**WHAT IS REQUIRED**
Please retype every one of the entries below word for word, changing nothing.

**DATASET EXTRACT**
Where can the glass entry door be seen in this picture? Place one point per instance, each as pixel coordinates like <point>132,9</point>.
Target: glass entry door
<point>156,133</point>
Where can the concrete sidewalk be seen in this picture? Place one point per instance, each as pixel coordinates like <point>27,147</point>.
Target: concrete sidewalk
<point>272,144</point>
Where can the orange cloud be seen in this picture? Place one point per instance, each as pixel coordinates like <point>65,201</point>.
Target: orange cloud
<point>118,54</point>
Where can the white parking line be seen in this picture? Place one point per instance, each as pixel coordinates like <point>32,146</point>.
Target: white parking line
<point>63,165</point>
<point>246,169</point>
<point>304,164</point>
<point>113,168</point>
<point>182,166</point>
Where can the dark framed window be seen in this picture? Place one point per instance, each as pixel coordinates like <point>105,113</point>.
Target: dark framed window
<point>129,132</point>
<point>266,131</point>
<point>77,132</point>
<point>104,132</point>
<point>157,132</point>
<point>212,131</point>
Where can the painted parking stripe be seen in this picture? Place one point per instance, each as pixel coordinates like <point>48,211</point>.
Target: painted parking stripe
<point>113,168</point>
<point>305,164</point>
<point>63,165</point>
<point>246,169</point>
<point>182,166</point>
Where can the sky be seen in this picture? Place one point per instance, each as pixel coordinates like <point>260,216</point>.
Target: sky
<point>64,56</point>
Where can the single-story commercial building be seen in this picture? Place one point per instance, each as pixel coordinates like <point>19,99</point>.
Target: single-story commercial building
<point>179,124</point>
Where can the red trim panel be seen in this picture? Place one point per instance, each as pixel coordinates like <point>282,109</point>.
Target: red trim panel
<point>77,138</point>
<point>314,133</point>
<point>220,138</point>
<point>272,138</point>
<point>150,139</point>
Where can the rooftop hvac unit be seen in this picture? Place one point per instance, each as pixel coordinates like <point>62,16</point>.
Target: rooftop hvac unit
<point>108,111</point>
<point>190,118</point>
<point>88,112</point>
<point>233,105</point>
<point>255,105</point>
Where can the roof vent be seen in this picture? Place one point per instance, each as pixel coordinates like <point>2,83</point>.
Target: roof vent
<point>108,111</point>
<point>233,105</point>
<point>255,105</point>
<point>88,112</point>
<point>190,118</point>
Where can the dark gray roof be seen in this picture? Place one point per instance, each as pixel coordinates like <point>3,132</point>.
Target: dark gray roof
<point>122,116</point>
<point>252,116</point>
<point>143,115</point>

**ANSWER TO THIS PROBLEM**
Where can the glass entry door be seen in this picture? Place one point per instance, each as pixel coordinates like <point>132,9</point>.
Target: glass entry door
<point>156,133</point>
Where can the concrete sidewalk be seen in this picture? Place one point per instance, each as pixel coordinates like <point>27,147</point>.
Target: concrete sidewalk
<point>272,144</point>
Where can the orange cloud be seen in this picture? Place one point per instance, each as pixel coordinates like <point>65,201</point>.
Target: orange cloud
<point>118,54</point>
Where can the white parking line be seen in this picture? Place one point per instance, each as pixel coordinates like <point>32,146</point>.
Target: white parking line
<point>63,165</point>
<point>246,169</point>
<point>304,164</point>
<point>113,168</point>
<point>182,166</point>
Where can the dark framed window be seen in this picture? Place one point per instance, each as pixel coordinates like <point>105,113</point>.
Target: dark framed window
<point>129,132</point>
<point>266,131</point>
<point>77,132</point>
<point>104,132</point>
<point>157,132</point>
<point>212,131</point>
Where can the painted parking stripe be seen in this picture? Place one point per instance, each as pixel coordinates like <point>48,211</point>.
Target: painted parking stripe
<point>113,168</point>
<point>305,164</point>
<point>63,165</point>
<point>246,169</point>
<point>182,166</point>
Where can the sky be seen in this picture? Place one point per instance, each as pixel coordinates like <point>260,216</point>.
Target: sky
<point>64,56</point>
Where can the single-story commercial building be seen in this picture? Place one point per instance, each as pixel coordinates like <point>19,99</point>.
Target: single-story commercial building
<point>179,124</point>
Where can the red trim panel be seen in this picture? Place one point per instance, each as pixel coordinates like <point>282,109</point>.
Target: red trim panel
<point>77,138</point>
<point>314,133</point>
<point>220,138</point>
<point>272,138</point>
<point>150,139</point>
Where can the rooftop hvac unit be seen in this picture? Place one point per instance, each as pixel coordinates like <point>62,16</point>.
Target: rooftop hvac unit
<point>108,111</point>
<point>190,118</point>
<point>88,112</point>
<point>233,105</point>
<point>255,105</point>
Where can the roof vent be seen in this picture? Place one point per instance, each as pixel coordinates like <point>2,83</point>.
Target: roof vent
<point>108,111</point>
<point>233,105</point>
<point>255,105</point>
<point>88,112</point>
<point>190,118</point>
Where can the dark gray roof be seen in this picture? Place one point per instance, each as pixel coordinates like <point>3,132</point>.
Target: dark gray roof
<point>122,116</point>
<point>252,116</point>
<point>143,115</point>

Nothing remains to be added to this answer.